Exercise tasks:
1. Reproduce the stove-removal thread from "I once had one" through "place. Get a strong friend, and haul it up and out.".
2. In the stove-removal thread, what do the rollers on the back of the dolly go against when moving up or down stairs?
3. Rewrite the paragraph of the stove-removal thread beginning "around here you would put it" as a short list that keeps its main facts.

Document text:

::::::

Remove doors. Remove fire brick from inside. Disconnect chimney pipes. Get a good appliance dolly, and a couple ratchet straps. Get it on the dolly, ratchet it in place. Narrow end against the dolly. Two feet on the bottom lip. Get a strong friend, and haul it up and out.

I use this one for moving jukeboxes and coke machines. They weigh about the same as your stove, and I do them myself unless I'm going UP stairs, then I'm up top pulling and someone is below pushing. See the rollers on the back? Those go against the stair edges as you go up or down. You'll be able to rent something like this.


----------



## Sketchy Jeff (Jan 12, 2019)

around here you would put it on a local online classified or kijiji in the categories for hunting and fishing or farming and somebody would be more than happy to haul it away and use it in a situation that requires no WETT inspection and would pay good money for it if it's located at a height that can be loaded onto a truck without too much trouble

if you don't want to risk your stairs and flooring to rural moose hunting farmer oafs then go with the piano mover idea as far as getting it up to your garage or out the front door and then ask whatever the movers' fee is for it. mention in the ad that it's at main floor level or even better if it's a few stairs up at pickup truck bed height and that saves the man-cave guy from a bunch of work and providing a hundred bucks worth of pizza and beer to his strong backed friends who will also want to come out to the hunt shack and sit around it next fall.

j


----------



## mawmow (Nov 14, 2017)

Sorry, I had skipped the meaning of "WET" inspector :
I thought you meant you did not have to fear any flood ! 
So, it has to go.
I once had one gone with the worker as payment for closing the chimney.


----------



## Rollin Hand (Jul 12, 2012)

jayoldschool said:


> Remove doors. Remove fire brick from inside. Disconnect chimney pipes. Get a good appliance dolly, and a couple ratchet straps. Get it on the dolly, ratchet it in place. Get a strong friend, and haul it up and out.
> 
> I use this one for moving jukeboxes and coke machines. They weigh about the same as your stove, and I do them myself unless I'm going UP stairs, then I'm up top pulling and someone is below pushing. See the rollers on the back? Those go against the stair edges as you go up or down. You'll be able to rent something like this.

::::::

Information shown:
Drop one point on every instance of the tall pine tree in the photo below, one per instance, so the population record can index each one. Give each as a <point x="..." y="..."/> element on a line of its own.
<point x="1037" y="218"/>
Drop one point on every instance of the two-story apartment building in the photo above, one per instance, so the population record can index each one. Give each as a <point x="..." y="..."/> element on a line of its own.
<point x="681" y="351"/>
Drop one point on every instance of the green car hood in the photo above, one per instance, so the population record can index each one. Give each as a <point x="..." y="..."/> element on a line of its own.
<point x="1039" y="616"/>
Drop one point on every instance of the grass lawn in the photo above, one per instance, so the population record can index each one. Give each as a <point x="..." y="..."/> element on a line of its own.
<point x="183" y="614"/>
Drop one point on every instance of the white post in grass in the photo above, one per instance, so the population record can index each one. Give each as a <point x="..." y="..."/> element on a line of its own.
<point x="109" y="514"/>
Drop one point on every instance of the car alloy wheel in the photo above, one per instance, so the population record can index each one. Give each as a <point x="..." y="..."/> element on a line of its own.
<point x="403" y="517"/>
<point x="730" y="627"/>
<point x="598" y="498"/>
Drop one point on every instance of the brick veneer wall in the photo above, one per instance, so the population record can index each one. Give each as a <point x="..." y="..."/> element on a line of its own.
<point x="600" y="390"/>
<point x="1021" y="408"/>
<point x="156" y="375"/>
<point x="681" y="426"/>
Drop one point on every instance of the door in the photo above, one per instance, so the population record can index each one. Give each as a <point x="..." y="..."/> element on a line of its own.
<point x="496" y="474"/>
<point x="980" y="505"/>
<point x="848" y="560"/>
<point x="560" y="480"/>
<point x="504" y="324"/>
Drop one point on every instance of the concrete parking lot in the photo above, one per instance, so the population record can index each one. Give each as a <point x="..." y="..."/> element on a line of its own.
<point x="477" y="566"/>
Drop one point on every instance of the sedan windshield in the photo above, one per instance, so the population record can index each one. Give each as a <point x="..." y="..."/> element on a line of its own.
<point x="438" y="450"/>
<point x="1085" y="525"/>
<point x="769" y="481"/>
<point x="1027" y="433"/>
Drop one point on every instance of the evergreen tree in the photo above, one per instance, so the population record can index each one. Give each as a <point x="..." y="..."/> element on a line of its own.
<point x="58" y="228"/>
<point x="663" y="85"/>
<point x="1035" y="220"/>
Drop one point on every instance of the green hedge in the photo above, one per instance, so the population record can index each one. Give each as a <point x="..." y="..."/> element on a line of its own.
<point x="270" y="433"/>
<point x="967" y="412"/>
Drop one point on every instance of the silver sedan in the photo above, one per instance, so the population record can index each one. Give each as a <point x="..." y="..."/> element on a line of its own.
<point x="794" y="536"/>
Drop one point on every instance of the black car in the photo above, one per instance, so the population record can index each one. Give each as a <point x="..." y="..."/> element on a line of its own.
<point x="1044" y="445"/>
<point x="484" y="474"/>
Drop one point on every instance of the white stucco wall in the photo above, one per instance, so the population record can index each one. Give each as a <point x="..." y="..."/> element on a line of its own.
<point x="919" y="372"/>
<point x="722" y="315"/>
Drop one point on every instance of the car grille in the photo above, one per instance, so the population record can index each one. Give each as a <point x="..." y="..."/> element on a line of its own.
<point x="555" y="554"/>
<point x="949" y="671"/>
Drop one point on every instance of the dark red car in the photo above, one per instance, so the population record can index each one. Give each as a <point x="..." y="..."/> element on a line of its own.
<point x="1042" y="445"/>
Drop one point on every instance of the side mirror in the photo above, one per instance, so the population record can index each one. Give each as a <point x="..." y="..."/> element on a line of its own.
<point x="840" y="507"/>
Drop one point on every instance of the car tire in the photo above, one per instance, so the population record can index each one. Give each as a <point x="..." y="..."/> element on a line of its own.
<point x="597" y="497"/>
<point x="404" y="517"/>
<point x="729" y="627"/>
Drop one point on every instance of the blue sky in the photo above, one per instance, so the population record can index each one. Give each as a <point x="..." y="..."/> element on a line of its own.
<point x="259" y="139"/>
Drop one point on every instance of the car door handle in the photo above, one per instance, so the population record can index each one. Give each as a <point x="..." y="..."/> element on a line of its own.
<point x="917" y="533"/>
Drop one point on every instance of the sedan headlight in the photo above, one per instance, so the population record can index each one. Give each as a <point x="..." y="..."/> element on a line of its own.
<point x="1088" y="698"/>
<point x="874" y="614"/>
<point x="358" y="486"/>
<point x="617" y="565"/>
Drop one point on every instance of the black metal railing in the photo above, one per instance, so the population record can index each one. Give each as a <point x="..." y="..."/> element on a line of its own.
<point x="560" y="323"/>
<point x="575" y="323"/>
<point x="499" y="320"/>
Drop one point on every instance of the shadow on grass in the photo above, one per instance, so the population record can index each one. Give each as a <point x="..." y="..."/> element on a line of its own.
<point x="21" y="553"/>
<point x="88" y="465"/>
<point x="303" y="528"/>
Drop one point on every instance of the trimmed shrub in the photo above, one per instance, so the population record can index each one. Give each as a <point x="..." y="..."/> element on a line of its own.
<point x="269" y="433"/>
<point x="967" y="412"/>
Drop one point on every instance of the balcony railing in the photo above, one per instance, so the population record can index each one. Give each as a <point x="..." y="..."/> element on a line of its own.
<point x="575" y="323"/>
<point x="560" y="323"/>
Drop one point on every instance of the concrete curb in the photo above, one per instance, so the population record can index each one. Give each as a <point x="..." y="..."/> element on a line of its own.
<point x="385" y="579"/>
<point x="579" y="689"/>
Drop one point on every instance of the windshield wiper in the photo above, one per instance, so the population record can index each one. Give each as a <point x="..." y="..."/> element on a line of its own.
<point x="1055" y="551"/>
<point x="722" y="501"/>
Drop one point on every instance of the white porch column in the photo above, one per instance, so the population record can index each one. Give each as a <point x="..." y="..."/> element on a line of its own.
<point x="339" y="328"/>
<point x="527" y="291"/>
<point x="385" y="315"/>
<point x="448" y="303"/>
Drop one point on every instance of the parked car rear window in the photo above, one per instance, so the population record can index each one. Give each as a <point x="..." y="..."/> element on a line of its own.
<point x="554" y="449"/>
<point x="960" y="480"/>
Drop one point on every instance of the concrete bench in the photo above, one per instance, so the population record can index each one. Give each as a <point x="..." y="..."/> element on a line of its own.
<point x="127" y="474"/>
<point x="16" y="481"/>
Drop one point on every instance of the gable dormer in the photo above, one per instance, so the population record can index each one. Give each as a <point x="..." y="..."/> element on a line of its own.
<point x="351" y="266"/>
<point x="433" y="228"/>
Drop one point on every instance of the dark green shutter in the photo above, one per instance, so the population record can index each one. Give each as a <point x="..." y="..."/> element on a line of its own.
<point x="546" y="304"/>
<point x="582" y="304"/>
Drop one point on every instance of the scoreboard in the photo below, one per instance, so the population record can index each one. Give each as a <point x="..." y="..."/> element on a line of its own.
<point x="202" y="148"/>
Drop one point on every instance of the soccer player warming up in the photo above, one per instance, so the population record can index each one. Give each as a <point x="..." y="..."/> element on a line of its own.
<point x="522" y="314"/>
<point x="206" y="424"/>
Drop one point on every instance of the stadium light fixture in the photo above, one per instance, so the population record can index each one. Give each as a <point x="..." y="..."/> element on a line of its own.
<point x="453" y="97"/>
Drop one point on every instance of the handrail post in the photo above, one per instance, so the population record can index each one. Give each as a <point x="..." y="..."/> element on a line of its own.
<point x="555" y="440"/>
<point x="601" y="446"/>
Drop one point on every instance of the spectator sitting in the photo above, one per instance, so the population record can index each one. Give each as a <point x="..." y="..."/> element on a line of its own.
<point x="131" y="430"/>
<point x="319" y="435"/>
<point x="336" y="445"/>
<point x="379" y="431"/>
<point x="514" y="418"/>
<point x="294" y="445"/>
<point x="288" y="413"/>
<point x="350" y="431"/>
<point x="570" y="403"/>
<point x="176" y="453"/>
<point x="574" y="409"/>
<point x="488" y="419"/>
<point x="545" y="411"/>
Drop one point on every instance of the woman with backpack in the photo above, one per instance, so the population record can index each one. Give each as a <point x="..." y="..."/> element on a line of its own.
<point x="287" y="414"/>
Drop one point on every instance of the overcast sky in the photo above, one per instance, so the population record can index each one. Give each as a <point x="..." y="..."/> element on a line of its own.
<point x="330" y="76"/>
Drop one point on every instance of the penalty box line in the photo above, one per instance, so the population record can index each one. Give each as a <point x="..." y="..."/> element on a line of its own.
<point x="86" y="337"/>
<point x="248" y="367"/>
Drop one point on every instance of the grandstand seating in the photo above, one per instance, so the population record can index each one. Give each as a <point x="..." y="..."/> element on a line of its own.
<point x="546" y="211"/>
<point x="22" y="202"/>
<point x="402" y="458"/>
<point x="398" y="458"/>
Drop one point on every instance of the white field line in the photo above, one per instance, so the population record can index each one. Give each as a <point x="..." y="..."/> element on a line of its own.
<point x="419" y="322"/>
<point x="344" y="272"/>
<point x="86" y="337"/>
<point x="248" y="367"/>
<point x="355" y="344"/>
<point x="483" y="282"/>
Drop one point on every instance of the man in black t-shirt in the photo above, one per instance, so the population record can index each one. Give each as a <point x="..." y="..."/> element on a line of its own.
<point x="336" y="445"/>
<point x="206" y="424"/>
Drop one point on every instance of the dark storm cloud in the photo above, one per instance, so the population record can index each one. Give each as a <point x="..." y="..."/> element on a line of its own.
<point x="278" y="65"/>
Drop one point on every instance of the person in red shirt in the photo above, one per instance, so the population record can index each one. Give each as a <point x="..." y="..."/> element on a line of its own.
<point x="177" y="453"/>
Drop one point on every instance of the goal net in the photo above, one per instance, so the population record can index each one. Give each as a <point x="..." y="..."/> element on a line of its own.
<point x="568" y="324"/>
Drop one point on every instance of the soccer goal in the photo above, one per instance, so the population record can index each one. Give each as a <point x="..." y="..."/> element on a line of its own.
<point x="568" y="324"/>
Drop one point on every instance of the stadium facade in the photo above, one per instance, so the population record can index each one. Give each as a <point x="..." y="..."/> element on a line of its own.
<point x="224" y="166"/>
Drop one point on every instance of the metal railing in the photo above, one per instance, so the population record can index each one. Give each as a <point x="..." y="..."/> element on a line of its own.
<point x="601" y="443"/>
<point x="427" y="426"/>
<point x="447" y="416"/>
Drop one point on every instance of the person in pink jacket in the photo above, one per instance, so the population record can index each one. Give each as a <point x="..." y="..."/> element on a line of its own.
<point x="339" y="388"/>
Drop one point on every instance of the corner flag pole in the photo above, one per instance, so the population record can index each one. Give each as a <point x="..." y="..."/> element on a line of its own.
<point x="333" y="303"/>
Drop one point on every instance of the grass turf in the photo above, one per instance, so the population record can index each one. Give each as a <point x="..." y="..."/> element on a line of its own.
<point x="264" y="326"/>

::::::

Worked answers:
1.
I once had one gone with the worker as payment for closing the chimney.


----------



## Rollin Hand (Jul 12, 2012)

jayoldschool said:


> Remove doors. Remove fire brick from inside. Disconnect chimney pipes. Get a good appliance dolly, and a couple ratchet straps. Get it on the dolly, ratchet it in place. Get a strong friend, and haul it up and out.

2. The stair edges.

3.
- List the stove on a local online classified site or kijiji, under hunting and fishing or farming.
- Someone would gladly haul it away and use it somewhere that needs no WETT inspection.
- That buyer would pay good money for it if it sits at a height that can be loaded onto a truck without much trouble.